**Task to carry out**
Copy all records exactly, excluding images.
● ● ● ●
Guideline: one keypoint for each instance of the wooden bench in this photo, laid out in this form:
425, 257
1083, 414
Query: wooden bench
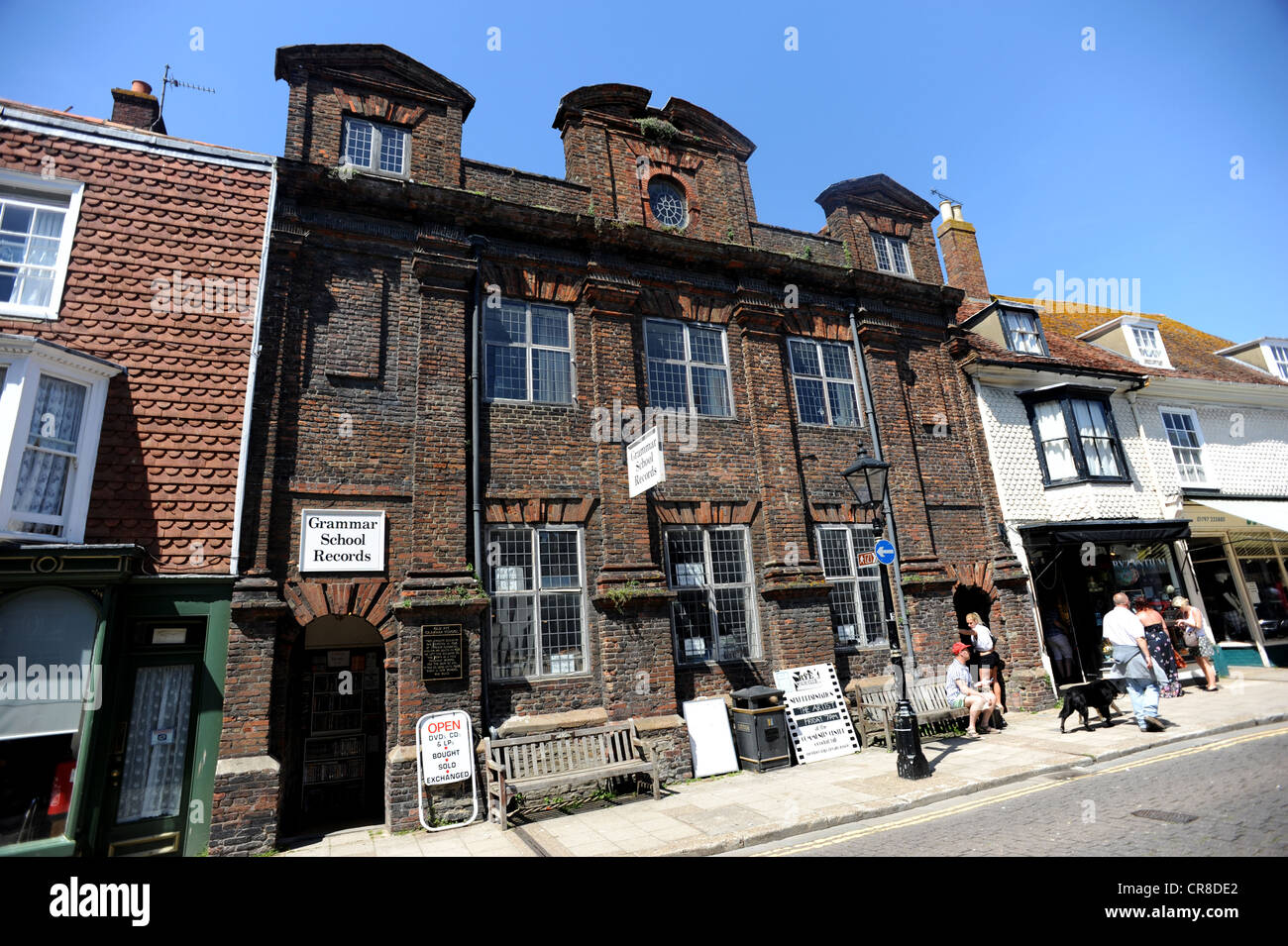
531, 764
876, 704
● ● ● ●
**Your response**
Guideline: one keypoint for each instance of the wooden bench in this photo, laid out in this form:
425, 257
1083, 414
Query: wooden bench
531, 764
876, 704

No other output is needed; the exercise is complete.